## Consigne A
D'après l'extrait sur la souveraineté européenne et les fonds ESG, quel montant les fonds ESG ont-ils perdu en décollecte au premier trimestre 2025 dans l'Union européenne ?
## Consigne B
Poursuivez l'extrait sur la souveraineté européenne et les fonds ESG à partir de sa dernière phrase.

## Extrait choisi
□ □ □ □ □

Léa Dunand-Chatellet, Directrice de l’Investissement Responsable – DNCA Finance
Certes, les fonds ESG (environnementaux, sociaux et de gouvernance) ont essuyé une décollecte de 1,2 milliard d'euros au premier trimestre 2025 dans l'Union européenne. Cette tendance ne doit toutefois pas masquer la réalité : souveraineté et développement durable forment désormais un tandem indissociable dans la stratégie européenne.
Une approche européenne transversale
La Commission européenne a multiplié les actes délégués pour couvrir les secteurs jugés critiques pour la pérennité de l'Union. La santé figure en première ligne avec le Critical medicines Act, qui vise à sécuriser l'approvisionnement en médicaments essentiels. Le Chips Act encadre quant à lui la souveraineté technologique européenne en matière de semi-conducteurs, tandis que l'intelligence artificielle au global bénéficie d'un cadre réglementaire spécifique et un statut de pilier de l’innovation affectant tout le reste des secteurs.

□ □ □ □ □

## Données affichées
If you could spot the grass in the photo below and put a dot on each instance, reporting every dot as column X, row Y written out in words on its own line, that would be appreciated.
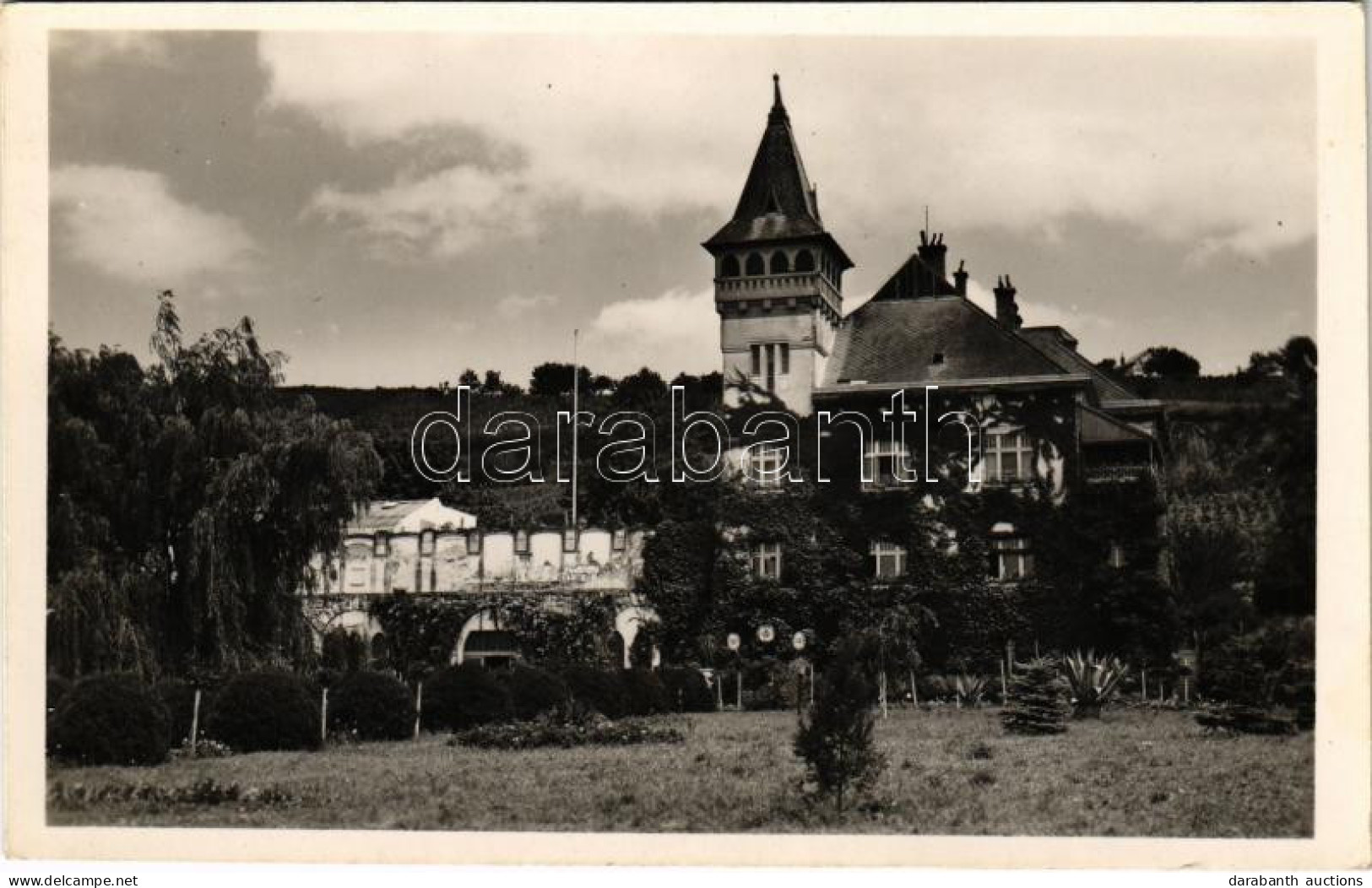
column 1134, row 773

□ □ □ □ □

## Réponse A
1,2 milliard d'euros.

## Réponse B
L'énergie demeure naturellement une aile centrale de cette démarche. Le plan REPowerEU et le Pacte Vert pour l’Europe convergent vers l'objectif d'indépendance énergétique par la mobilité verte et le retrait progressif d’utilisation d'énergies fossiles d’ici à 2050. S'y ajoutent les secteurs financier, agroalimentaire et, plus récemment, la défense avec le plan ReArm Europe. Cette diversification sectorielle rappelle un principe fondamental de l'investissement : miser sur un thème ne signifie pas se concentrer sur un seul secteur. La souveraineté européenne, portée par des plans de relance ambitieux, offre ainsi un terrain d'investissement particulièrement large.
Des synergies naturelles
Loin de s'opposer, souveraineté et développement durable se nourrissent mutuellement. L'énergie, la santé et l'agroalimentaire s'inscrivent naturellement dans les deux logiques. Même la défense, secteur traditionnellement exclu des approches ESG, trouve sa place dans cette convergence.
Le label ISR français et les classifications définies par les articles 8 et 9 de la commission européenne sur la SFDR (Sustainable Finance Disclosure Regulation) n'interdisent d'ailleurs pas l'investissement dans les acteurs de la défense et de la sécurité, à condition d'exclure les armements controversés. Cette souplesse réglementaire ouvre la voie à des stratégies d'investissement plus inclusives. La souveraineté et le développement durable sont ainsi deux axes très importants à lier, partie intégrante des stratégies des entreprises dans la défense.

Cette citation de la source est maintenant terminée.